• BRIEF: Locate every line in the items below that contains the word "bounding" and copy each such line.

Detection annotation records:
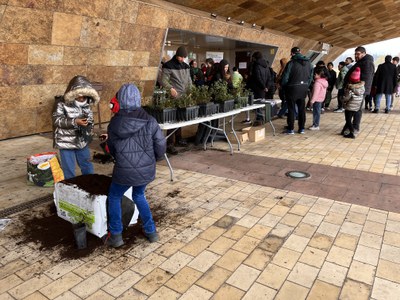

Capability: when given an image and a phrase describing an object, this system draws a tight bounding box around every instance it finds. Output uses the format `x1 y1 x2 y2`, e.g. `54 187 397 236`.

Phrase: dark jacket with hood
373 61 397 94
343 54 375 95
281 53 313 100
162 55 192 97
53 75 100 150
107 84 166 186
248 58 271 99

• SOLUTION FOR THIS TASK:
Capability: when given an image and a phrase describing an object, this system draws a tight bounding box around every instance it finds. Output uses the format `x1 y1 x2 y2`, e.g. `54 187 397 236`.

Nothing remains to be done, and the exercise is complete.